- WORK TO BE COMPLETED
Your task is to write out the lines from the line containing "white framed window?" through the last line of the material, exactly.
****************
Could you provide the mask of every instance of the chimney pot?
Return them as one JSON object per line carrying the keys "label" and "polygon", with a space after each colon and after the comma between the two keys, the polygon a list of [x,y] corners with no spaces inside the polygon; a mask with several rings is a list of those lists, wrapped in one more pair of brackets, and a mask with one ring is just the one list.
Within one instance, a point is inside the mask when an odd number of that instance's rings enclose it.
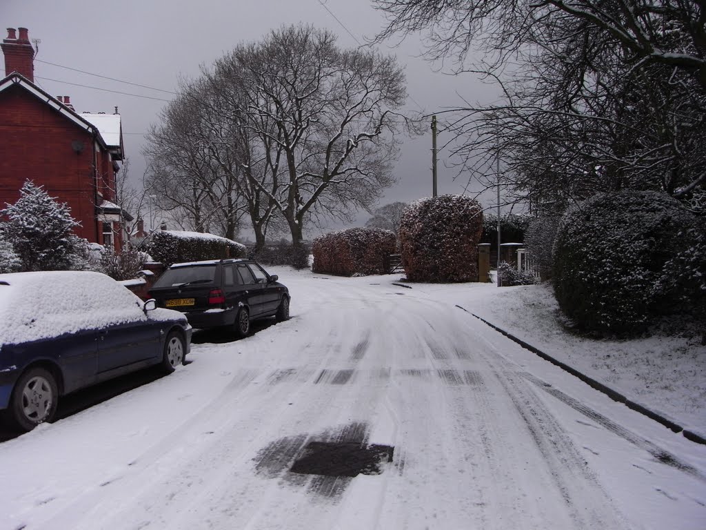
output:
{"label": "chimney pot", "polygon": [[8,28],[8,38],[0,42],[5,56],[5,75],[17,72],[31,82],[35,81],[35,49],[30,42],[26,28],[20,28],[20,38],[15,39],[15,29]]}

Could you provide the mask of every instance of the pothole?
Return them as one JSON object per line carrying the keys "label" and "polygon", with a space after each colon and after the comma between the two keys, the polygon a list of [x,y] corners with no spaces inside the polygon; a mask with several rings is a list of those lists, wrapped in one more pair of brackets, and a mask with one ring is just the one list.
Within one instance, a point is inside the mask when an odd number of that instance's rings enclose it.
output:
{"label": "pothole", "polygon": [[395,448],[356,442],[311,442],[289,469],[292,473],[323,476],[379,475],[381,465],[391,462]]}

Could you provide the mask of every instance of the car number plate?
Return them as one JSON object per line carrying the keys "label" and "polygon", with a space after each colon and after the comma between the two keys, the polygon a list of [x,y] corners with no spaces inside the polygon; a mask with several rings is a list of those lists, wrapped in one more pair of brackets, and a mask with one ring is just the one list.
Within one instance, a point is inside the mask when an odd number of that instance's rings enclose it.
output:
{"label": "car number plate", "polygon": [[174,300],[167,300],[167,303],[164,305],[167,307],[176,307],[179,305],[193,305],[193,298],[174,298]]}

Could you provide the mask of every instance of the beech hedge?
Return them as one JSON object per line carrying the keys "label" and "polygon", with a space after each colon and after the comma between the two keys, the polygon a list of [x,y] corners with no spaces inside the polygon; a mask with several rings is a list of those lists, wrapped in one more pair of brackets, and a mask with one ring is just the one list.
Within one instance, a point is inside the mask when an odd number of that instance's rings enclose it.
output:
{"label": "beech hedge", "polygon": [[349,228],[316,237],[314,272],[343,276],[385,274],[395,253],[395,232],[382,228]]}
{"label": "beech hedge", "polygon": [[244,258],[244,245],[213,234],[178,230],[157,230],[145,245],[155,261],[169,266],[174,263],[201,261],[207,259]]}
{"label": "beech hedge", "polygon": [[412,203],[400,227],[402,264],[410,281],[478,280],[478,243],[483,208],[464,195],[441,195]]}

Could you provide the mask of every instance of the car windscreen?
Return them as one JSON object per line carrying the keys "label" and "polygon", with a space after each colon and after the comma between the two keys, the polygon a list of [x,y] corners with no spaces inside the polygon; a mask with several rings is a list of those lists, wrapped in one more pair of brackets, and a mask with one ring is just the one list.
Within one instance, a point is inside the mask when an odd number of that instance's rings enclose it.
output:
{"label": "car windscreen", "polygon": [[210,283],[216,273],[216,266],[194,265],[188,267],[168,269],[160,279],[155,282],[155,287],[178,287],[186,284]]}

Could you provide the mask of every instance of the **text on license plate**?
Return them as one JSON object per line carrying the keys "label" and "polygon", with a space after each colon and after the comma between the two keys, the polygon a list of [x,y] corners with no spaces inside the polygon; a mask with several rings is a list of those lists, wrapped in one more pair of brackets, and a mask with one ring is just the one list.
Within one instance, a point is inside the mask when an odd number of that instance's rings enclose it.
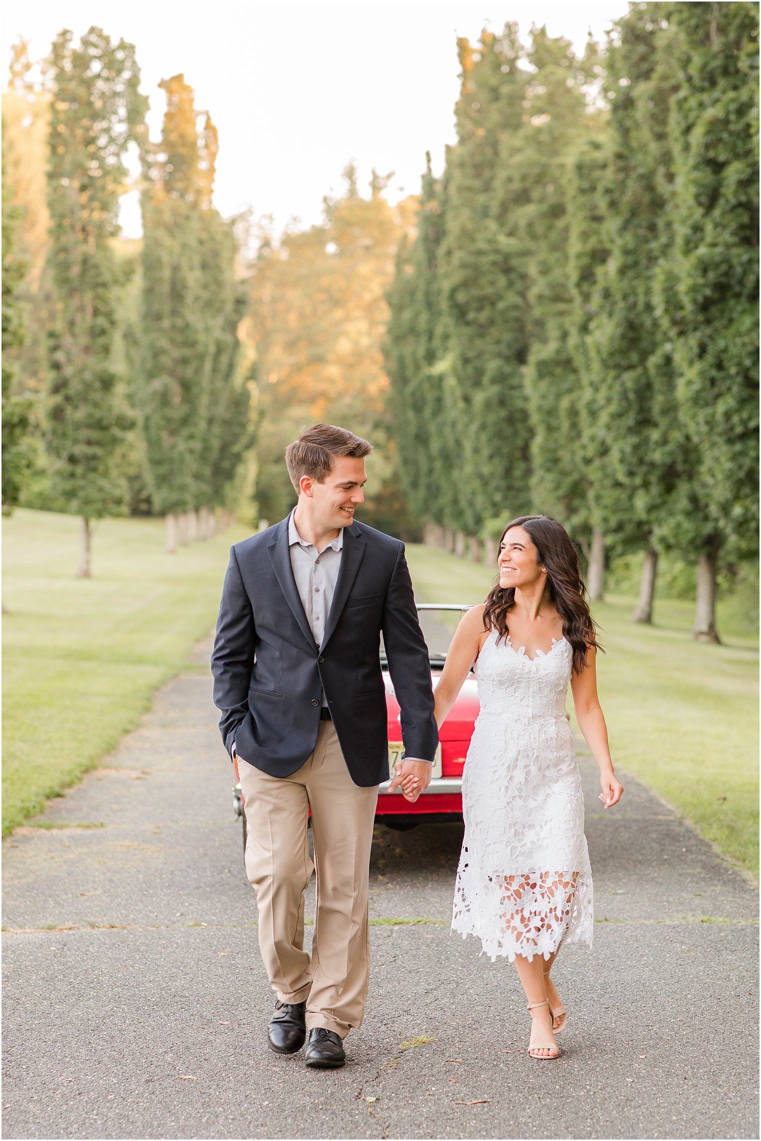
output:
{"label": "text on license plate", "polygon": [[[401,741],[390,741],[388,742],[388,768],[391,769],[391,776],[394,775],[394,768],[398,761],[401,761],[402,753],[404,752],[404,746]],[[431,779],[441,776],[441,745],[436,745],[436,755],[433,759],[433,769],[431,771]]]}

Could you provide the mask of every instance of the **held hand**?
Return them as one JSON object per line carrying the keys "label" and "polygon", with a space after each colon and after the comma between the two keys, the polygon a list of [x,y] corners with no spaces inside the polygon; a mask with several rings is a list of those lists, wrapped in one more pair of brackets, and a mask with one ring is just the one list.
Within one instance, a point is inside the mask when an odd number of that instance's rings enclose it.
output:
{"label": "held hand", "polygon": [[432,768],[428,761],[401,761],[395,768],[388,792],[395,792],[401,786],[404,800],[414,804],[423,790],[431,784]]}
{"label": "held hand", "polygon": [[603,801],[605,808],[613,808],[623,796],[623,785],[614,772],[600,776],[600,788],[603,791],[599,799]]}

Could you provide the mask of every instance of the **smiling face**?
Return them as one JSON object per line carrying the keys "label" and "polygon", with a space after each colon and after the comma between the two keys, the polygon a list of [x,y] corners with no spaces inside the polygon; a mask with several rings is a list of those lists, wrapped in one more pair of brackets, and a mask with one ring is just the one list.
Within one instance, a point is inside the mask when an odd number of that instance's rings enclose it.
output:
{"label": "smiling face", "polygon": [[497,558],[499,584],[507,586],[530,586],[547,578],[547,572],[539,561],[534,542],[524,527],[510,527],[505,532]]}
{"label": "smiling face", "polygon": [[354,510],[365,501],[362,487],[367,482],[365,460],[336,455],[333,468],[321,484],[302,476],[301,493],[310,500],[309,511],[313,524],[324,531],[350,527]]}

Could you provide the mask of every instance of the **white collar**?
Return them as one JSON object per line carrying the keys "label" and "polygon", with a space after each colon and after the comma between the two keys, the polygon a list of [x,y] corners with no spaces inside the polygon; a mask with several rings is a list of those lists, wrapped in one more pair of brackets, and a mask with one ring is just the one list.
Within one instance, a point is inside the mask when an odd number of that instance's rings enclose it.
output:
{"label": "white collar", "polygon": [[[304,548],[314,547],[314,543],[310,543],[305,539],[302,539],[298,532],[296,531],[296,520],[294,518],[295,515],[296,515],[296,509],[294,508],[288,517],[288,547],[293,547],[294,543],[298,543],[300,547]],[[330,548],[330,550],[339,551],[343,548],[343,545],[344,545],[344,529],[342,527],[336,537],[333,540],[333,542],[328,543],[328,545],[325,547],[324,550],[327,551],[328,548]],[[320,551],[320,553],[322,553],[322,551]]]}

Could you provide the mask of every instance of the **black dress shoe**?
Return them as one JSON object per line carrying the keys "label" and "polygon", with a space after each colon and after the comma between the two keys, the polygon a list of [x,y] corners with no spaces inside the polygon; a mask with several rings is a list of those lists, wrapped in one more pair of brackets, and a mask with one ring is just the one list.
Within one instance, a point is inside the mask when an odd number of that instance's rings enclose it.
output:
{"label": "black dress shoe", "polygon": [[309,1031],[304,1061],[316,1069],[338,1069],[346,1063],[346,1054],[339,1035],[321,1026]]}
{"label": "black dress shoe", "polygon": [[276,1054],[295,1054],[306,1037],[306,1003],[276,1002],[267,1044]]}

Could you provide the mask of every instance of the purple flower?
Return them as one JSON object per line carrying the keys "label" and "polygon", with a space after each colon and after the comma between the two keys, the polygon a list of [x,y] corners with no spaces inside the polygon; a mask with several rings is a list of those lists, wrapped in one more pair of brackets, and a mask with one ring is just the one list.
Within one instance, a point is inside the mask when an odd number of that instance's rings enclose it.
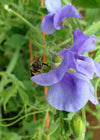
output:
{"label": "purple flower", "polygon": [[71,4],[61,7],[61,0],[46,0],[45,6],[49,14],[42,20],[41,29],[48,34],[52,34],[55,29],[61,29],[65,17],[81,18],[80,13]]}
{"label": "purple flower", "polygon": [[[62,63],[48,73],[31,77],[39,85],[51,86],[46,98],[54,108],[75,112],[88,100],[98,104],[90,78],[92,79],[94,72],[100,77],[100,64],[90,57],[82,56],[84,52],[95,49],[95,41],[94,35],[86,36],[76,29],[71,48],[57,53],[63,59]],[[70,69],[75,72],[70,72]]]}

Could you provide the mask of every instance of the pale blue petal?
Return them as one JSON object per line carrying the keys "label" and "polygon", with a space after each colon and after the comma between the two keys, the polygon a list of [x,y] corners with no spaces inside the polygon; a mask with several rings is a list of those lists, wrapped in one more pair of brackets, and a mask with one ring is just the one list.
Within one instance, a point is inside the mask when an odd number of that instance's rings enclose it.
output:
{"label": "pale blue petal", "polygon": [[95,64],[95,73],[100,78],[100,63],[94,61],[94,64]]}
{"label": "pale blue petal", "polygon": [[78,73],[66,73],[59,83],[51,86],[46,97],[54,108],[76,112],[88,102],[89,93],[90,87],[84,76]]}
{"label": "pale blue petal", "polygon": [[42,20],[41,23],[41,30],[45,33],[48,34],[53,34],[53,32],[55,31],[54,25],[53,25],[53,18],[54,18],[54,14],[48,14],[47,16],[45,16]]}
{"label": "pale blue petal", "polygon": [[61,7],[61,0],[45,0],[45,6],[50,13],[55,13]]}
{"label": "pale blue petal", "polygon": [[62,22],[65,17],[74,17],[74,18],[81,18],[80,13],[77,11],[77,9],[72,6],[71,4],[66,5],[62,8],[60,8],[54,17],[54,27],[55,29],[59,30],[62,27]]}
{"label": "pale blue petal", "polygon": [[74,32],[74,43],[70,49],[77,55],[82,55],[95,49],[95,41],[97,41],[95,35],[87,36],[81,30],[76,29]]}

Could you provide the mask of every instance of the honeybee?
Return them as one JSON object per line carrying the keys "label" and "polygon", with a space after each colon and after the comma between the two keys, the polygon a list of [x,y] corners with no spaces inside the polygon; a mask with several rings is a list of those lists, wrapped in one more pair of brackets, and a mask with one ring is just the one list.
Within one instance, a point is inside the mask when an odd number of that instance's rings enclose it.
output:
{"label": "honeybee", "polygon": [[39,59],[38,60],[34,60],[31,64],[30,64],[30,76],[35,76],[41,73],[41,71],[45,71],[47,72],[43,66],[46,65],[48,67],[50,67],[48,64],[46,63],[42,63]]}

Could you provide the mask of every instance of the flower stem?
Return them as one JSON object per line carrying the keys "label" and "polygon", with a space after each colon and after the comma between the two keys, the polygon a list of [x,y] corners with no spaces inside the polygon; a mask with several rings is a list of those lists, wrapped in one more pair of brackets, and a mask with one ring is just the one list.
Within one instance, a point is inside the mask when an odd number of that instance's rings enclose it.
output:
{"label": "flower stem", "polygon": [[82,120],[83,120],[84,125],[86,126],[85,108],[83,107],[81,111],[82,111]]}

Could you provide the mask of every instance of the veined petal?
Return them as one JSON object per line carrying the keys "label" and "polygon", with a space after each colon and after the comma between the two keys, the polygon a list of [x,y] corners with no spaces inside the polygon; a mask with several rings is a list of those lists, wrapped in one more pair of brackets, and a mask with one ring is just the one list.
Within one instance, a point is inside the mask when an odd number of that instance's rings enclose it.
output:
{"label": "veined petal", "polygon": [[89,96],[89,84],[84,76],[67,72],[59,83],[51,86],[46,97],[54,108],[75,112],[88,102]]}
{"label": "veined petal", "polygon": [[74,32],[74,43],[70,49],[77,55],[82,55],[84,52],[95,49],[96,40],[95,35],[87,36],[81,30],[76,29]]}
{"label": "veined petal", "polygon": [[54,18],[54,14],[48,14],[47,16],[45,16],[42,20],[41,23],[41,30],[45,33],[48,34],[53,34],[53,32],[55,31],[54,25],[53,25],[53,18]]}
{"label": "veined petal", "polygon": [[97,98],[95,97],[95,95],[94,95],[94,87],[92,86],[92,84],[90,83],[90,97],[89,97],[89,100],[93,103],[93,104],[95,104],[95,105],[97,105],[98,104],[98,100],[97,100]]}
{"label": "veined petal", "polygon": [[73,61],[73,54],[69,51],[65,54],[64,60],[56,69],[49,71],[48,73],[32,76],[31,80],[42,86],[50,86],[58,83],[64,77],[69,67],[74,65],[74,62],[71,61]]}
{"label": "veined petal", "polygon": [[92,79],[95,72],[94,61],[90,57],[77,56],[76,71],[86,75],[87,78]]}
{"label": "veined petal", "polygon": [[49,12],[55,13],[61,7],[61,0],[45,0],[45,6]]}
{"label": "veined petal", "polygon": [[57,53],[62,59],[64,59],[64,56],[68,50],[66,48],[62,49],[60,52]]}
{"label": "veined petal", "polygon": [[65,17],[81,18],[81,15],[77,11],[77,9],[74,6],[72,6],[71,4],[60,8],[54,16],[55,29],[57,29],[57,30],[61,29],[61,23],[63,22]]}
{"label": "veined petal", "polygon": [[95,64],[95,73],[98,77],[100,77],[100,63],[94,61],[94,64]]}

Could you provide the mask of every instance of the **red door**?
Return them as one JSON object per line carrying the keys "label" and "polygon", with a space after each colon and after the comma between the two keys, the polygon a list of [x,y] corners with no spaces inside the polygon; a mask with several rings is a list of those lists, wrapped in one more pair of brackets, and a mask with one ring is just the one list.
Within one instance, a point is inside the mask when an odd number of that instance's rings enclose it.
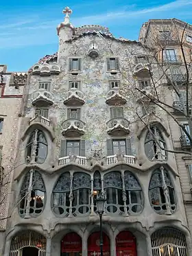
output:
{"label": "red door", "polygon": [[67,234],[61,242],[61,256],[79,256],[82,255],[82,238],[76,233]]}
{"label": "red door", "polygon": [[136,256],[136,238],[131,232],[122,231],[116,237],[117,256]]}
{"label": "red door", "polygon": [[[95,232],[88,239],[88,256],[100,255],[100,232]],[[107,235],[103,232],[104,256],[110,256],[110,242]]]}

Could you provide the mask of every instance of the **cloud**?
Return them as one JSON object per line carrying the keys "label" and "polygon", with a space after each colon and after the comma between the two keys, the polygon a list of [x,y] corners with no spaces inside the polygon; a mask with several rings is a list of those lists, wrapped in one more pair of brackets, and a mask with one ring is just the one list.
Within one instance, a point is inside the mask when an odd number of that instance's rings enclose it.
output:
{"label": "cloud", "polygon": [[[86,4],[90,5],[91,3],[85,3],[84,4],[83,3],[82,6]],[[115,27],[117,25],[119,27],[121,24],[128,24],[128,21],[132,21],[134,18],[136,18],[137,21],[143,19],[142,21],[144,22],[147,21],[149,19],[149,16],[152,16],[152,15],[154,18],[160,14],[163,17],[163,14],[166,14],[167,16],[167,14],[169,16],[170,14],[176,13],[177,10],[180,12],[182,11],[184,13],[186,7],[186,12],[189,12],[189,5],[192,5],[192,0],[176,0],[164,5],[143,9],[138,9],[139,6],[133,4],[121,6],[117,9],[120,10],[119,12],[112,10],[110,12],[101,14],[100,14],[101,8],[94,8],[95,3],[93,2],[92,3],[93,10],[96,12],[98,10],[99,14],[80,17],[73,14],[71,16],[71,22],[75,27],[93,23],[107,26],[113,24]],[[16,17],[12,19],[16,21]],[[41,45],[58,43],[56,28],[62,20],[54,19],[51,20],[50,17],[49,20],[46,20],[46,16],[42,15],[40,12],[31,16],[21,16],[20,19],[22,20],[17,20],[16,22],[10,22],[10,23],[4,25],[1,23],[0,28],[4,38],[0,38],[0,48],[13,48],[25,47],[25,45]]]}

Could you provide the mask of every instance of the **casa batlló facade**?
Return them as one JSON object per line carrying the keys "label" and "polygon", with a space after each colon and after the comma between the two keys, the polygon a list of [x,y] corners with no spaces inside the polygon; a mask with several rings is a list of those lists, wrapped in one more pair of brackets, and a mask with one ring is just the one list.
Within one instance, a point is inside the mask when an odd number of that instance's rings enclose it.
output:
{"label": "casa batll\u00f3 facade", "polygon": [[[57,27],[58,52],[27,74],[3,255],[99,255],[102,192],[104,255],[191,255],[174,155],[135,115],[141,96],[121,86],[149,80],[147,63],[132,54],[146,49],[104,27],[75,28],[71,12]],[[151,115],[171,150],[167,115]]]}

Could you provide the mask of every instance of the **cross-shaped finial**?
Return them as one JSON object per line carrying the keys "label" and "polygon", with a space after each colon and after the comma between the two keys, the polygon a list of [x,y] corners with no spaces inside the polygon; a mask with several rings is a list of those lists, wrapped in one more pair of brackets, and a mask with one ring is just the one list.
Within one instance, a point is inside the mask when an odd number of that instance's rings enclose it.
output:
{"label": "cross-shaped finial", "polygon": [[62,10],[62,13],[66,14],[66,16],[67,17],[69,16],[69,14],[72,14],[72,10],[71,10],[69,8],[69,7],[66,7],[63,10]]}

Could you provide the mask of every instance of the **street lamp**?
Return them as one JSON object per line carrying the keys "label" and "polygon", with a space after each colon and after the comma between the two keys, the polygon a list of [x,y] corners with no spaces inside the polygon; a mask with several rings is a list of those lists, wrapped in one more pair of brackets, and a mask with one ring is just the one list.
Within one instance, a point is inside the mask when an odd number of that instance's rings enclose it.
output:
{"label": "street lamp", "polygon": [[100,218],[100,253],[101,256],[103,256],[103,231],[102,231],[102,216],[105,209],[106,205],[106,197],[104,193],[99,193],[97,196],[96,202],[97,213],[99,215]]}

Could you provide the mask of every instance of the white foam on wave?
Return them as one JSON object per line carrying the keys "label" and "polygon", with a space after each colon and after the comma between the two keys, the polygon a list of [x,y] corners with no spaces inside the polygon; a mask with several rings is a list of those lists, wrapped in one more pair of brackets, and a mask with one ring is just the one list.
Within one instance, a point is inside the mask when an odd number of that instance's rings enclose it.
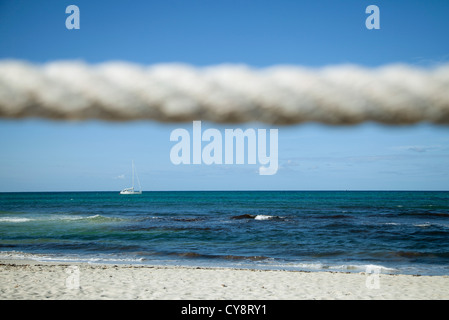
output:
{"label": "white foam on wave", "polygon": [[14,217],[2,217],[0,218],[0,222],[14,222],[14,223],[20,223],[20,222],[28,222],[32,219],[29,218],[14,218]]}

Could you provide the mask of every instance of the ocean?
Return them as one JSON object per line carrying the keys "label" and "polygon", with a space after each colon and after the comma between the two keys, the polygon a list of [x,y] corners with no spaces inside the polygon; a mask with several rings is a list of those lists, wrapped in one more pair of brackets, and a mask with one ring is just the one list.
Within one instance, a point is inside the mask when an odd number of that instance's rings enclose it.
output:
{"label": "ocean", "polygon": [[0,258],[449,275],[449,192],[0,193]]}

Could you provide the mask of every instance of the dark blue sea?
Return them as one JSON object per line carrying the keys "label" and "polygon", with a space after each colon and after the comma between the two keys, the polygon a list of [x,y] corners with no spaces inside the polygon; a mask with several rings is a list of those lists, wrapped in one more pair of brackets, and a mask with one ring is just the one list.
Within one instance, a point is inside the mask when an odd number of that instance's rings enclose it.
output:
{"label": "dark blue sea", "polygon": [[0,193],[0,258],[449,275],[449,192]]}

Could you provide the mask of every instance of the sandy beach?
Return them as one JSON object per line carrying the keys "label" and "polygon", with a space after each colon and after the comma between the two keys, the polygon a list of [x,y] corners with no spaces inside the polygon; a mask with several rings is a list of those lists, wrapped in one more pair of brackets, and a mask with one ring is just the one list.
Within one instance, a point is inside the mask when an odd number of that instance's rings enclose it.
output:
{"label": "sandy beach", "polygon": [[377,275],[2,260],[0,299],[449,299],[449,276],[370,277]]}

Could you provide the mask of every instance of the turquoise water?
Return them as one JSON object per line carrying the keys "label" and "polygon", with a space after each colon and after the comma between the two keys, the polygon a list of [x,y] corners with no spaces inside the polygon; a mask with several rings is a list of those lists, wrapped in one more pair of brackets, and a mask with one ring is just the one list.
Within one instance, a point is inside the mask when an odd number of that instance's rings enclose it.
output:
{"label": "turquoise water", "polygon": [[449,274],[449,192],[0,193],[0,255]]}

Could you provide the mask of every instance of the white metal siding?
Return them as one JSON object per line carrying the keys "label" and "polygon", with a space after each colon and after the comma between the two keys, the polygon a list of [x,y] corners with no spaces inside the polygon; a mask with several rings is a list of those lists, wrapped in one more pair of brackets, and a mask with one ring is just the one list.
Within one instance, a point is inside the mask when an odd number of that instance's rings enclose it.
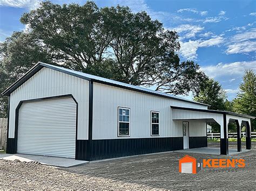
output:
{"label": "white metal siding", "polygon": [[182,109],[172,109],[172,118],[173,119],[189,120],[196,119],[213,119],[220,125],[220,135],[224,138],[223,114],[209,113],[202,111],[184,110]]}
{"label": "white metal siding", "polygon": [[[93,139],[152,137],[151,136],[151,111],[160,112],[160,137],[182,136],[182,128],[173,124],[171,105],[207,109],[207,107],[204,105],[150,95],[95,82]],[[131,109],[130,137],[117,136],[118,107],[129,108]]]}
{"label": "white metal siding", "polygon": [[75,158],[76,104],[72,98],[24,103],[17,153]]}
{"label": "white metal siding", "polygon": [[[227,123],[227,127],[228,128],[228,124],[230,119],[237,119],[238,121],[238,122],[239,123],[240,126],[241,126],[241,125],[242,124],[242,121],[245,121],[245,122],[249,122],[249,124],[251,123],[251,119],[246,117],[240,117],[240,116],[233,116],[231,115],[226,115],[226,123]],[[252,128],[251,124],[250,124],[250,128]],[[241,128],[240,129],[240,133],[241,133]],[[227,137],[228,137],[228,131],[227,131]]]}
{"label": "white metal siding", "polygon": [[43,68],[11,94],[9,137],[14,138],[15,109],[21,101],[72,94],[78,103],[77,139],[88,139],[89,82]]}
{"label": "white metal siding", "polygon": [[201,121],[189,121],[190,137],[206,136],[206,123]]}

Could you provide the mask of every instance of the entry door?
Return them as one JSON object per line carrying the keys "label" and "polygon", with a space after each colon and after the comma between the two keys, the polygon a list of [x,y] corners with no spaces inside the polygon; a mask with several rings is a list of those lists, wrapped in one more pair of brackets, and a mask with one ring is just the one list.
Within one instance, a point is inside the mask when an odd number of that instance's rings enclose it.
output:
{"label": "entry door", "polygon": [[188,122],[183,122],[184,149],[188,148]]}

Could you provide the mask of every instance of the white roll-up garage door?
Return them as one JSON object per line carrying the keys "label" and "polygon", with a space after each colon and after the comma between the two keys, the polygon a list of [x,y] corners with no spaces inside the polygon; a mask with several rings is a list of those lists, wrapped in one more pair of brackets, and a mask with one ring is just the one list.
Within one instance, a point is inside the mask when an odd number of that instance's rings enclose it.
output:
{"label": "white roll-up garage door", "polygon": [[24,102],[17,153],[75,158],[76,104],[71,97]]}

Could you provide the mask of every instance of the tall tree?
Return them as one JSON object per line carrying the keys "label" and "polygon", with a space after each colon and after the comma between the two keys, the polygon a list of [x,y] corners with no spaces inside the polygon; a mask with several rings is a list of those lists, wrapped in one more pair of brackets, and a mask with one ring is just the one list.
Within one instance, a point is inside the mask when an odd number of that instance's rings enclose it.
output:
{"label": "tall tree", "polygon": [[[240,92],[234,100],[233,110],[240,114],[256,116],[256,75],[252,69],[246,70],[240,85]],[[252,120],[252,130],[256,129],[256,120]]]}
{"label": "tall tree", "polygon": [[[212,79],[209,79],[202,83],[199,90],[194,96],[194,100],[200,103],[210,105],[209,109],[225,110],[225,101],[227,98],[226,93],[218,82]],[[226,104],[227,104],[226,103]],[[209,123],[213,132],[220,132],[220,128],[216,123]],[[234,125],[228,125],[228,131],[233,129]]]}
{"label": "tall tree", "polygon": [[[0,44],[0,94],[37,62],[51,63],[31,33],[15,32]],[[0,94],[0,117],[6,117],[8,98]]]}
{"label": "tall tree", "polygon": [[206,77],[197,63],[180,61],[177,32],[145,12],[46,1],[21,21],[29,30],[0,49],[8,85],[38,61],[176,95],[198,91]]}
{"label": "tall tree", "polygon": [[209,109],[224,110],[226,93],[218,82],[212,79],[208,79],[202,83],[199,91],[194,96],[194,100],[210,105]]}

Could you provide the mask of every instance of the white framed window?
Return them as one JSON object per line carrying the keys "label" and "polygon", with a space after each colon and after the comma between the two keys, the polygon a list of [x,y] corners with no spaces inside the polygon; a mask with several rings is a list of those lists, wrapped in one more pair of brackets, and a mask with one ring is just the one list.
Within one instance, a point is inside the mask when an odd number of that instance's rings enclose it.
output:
****************
- EXPECTED ANSWER
Could you provide the mask of every instance of the white framed window?
Return them as one JSON object per line carrying the keys "label" and "polygon", with a space after each colon and after the comma between the two keys, the polygon a list of [x,y] corners with no spaces inside the polygon; a mask with several rings is a list of those lists, wrapped in one more pair of brackets, and a mask with one ring is just the one list.
Within one instance, a point is inside the mask when an odd number of that instance's rings enclose it.
output:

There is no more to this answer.